What to work on: Rewrite the listing below, changing every "marker" to "dot". Leave everything else as it is.
::::::::
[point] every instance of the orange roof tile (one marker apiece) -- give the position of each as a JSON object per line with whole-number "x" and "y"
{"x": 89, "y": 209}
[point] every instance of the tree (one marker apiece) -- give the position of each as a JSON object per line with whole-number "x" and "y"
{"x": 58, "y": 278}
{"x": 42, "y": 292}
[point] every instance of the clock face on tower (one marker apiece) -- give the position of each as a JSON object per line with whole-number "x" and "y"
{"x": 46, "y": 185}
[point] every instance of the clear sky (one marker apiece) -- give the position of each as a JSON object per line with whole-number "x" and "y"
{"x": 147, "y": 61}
::::::::
Result for this exercise:
[point] every instance of the orange roof tile (one dot apiece) -- give the position of each as a JSON object per line with whole-number "x" and "y"
{"x": 89, "y": 209}
[point] every instance of the tree (one dot apiece) -- give the position of each as a JSON object per line with whole-number "x" and "y"
{"x": 58, "y": 278}
{"x": 42, "y": 292}
[point] every instance of the clock face on tower (one dot apiece) -- give the position of each as a JSON object per line with whole-number "x" and "y"
{"x": 46, "y": 185}
[point] every instance of the clear sky (one dot apiece) -- give the position of each as a JSON object per line with whole-number "x" and "y"
{"x": 147, "y": 61}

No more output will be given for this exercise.